------ Listed entries
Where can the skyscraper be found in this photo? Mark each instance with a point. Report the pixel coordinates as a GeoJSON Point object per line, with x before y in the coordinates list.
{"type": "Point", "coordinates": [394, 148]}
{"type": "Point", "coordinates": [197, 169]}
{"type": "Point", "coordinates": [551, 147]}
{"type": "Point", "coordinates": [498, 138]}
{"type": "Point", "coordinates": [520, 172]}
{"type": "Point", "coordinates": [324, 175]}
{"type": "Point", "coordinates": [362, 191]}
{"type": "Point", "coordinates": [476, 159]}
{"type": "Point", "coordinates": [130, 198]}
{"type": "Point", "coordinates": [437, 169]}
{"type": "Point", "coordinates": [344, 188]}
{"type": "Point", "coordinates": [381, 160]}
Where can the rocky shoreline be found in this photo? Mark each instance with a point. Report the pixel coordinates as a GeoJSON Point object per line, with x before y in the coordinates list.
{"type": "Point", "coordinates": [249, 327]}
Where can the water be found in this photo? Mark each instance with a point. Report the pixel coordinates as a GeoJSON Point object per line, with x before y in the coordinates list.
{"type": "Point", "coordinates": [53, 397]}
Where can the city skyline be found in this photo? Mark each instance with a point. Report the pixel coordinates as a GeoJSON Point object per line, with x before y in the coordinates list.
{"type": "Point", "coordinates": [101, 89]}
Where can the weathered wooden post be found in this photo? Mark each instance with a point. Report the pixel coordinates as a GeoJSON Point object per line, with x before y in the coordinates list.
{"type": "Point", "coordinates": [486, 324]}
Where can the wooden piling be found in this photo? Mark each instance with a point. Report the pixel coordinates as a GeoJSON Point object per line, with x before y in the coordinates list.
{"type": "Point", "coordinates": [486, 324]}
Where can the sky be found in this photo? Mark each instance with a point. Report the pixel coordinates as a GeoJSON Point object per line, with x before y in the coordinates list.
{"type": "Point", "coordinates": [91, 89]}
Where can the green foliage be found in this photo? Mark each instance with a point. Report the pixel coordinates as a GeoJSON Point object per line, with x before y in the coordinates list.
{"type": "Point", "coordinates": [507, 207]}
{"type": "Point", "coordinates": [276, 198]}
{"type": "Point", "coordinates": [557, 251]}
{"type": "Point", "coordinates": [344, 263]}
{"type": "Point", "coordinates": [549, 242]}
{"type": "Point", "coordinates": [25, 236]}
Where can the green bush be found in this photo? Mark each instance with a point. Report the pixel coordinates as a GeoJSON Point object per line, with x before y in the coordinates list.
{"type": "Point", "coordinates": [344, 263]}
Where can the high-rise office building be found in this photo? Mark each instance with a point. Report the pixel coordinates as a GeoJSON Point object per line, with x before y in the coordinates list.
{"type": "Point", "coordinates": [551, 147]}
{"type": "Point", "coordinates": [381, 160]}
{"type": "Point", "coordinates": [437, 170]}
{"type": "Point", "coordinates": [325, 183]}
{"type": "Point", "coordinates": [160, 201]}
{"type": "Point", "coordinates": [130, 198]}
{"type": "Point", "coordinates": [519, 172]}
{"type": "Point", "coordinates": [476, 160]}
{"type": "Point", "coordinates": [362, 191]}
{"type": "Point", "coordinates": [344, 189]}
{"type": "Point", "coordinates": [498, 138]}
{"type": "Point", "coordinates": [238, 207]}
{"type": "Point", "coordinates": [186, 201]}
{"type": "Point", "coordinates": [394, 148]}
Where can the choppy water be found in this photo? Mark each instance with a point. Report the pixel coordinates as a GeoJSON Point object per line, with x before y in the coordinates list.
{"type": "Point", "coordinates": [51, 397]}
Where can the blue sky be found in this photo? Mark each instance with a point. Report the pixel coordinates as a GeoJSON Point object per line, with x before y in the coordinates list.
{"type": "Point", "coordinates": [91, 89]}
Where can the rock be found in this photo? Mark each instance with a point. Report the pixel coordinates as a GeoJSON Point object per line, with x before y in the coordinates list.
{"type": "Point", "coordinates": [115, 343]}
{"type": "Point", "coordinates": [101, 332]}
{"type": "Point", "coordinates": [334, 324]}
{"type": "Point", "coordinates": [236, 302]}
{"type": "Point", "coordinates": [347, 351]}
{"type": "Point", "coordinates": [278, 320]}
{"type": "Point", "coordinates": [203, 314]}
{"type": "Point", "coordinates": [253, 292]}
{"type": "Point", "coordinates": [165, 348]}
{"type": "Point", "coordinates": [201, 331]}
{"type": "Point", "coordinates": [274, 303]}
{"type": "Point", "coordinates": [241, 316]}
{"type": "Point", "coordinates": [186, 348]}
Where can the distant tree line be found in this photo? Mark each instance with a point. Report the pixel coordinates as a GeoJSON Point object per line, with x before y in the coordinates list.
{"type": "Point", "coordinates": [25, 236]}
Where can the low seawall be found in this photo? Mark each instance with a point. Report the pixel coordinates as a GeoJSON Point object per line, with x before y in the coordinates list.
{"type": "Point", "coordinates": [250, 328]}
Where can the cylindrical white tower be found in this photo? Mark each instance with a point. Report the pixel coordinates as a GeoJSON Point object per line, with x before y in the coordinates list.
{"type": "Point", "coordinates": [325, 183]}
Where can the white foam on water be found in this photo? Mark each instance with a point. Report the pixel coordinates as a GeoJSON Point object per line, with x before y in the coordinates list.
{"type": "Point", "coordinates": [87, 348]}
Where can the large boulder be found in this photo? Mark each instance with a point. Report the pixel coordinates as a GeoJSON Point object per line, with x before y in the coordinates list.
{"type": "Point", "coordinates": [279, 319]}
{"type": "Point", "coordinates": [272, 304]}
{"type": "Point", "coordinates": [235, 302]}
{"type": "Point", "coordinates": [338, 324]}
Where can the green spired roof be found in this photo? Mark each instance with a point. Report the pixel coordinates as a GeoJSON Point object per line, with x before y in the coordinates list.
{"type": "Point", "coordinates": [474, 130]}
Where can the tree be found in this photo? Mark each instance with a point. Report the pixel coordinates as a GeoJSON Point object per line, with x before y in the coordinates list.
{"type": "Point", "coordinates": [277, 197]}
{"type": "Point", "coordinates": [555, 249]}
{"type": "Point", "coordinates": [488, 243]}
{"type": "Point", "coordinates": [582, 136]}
------------
Retype each line above, keeping every character.

- [Your solution]
Where can the skyscraper be found in this photo? Mark each instance with a point. Report the pixel coordinates as a GeoJSON Point object per line, with x before y in the coordinates list.
{"type": "Point", "coordinates": [394, 148]}
{"type": "Point", "coordinates": [197, 169]}
{"type": "Point", "coordinates": [551, 147]}
{"type": "Point", "coordinates": [498, 138]}
{"type": "Point", "coordinates": [520, 172]}
{"type": "Point", "coordinates": [324, 175]}
{"type": "Point", "coordinates": [362, 191]}
{"type": "Point", "coordinates": [476, 159]}
{"type": "Point", "coordinates": [130, 198]}
{"type": "Point", "coordinates": [437, 169]}
{"type": "Point", "coordinates": [344, 188]}
{"type": "Point", "coordinates": [381, 160]}
Where can the rocky shoreline be found in this photo? Mark each instance with a point. Report the pixel coordinates as a GeoJSON Point object per line, with x before y in the coordinates list.
{"type": "Point", "coordinates": [249, 327]}
Where can the water be found in this photo? Mark each instance with a point. Report the pixel coordinates as a GeoJSON Point object per line, with x before y in the coordinates list.
{"type": "Point", "coordinates": [53, 397]}
Where can the city skyline be found in this photo? Mark each instance with a point. Report the pixel coordinates as a GeoJSON Point object per line, with x before y in the coordinates list.
{"type": "Point", "coordinates": [101, 89]}
Where can the weathered wooden post be found in this photo? Mark each instance with a point. Report the pixel coordinates as a GeoJSON Point object per line, with x before y in the coordinates list.
{"type": "Point", "coordinates": [486, 324]}
Where can the wooden piling be found in this photo? Mark each instance with a point. Report the pixel coordinates as a GeoJSON Point object per line, with x before y in the coordinates list.
{"type": "Point", "coordinates": [486, 324]}
Where can the sky be found in this photo? Mark each instance with a point. Report the pixel coordinates as a GeoJSON Point object per line, with x before y in the coordinates list.
{"type": "Point", "coordinates": [91, 89]}
Where can the green foliage be found in this photo? Mark each instance with a point. Report the pixel coordinates as a GeoJSON Point object per line, with x before y in the coordinates list.
{"type": "Point", "coordinates": [507, 207]}
{"type": "Point", "coordinates": [276, 198]}
{"type": "Point", "coordinates": [557, 251]}
{"type": "Point", "coordinates": [344, 263]}
{"type": "Point", "coordinates": [549, 242]}
{"type": "Point", "coordinates": [25, 236]}
Where can the green bush be found in this photo? Mark each instance with a point. Report the pixel coordinates as a GeoJSON Point object per line, with x before y in the coordinates list.
{"type": "Point", "coordinates": [344, 263]}
Where can the high-rise office building be found in this photo? Mark each instance with a point. Report the pixel coordinates as a GeoJSON Point object per line, with x before y in the coordinates list.
{"type": "Point", "coordinates": [551, 147]}
{"type": "Point", "coordinates": [381, 160]}
{"type": "Point", "coordinates": [437, 170]}
{"type": "Point", "coordinates": [325, 183]}
{"type": "Point", "coordinates": [160, 201]}
{"type": "Point", "coordinates": [130, 198]}
{"type": "Point", "coordinates": [519, 172]}
{"type": "Point", "coordinates": [476, 160]}
{"type": "Point", "coordinates": [362, 191]}
{"type": "Point", "coordinates": [344, 189]}
{"type": "Point", "coordinates": [498, 138]}
{"type": "Point", "coordinates": [238, 207]}
{"type": "Point", "coordinates": [186, 201]}
{"type": "Point", "coordinates": [394, 148]}
Where can the choppy water be found in this photo? Mark each instance with a point. Report the pixel coordinates as a GeoJSON Point object per line, with x before y in the coordinates list.
{"type": "Point", "coordinates": [51, 397]}
Where can the blue sky be found in this photo? Mark each instance with a point. Report the pixel coordinates as a GeoJSON Point object per line, with x before y in the coordinates list.
{"type": "Point", "coordinates": [91, 89]}
Where can the rock be found in this photo? Mark each instance with a point. Report the pixel coordinates as a GeoJSON Point object per line, with x before y in the coordinates list.
{"type": "Point", "coordinates": [115, 343]}
{"type": "Point", "coordinates": [101, 332]}
{"type": "Point", "coordinates": [334, 324]}
{"type": "Point", "coordinates": [236, 302]}
{"type": "Point", "coordinates": [347, 351]}
{"type": "Point", "coordinates": [278, 320]}
{"type": "Point", "coordinates": [203, 314]}
{"type": "Point", "coordinates": [253, 292]}
{"type": "Point", "coordinates": [165, 348]}
{"type": "Point", "coordinates": [201, 331]}
{"type": "Point", "coordinates": [274, 303]}
{"type": "Point", "coordinates": [241, 316]}
{"type": "Point", "coordinates": [186, 348]}
Where can the distant tree line be found in this photo? Mark each instance with a point. Report the pixel coordinates as a GeoJSON Point object per line, with x before y in the coordinates list.
{"type": "Point", "coordinates": [25, 236]}
Where can the low seawall be found in this photo? Mark each instance with a point. Report the pixel coordinates as a GeoJSON Point object per line, with x before y in the coordinates list.
{"type": "Point", "coordinates": [250, 328]}
Where can the cylindrical white tower be found in this photo? Mark each instance with a point. Report the pixel coordinates as a GeoJSON Point object per line, with x before y in the coordinates list.
{"type": "Point", "coordinates": [325, 183]}
Where can the white foam on water be found in this photo? Mark each instance with a point. Report the pixel coordinates as a GeoJSON Point object per line, with x before y in the coordinates list.
{"type": "Point", "coordinates": [87, 348]}
Where can the large boulder be found in this photo? Mark each instance with a point. Report the pixel coordinates as a GeoJSON Point object per line, with x before y in the coordinates list.
{"type": "Point", "coordinates": [279, 319]}
{"type": "Point", "coordinates": [272, 304]}
{"type": "Point", "coordinates": [235, 302]}
{"type": "Point", "coordinates": [338, 324]}
Where can the green spired roof be found in this photo? Mark each instance with a point. Report the pixel coordinates as a GeoJSON Point object per line, with x before y in the coordinates list.
{"type": "Point", "coordinates": [474, 130]}
Where can the tree be found in this photo? Mark each instance with a point. Report the pixel coordinates as a GeoJSON Point object per line, with x before y in the coordinates list.
{"type": "Point", "coordinates": [277, 197]}
{"type": "Point", "coordinates": [555, 249]}
{"type": "Point", "coordinates": [488, 243]}
{"type": "Point", "coordinates": [582, 136]}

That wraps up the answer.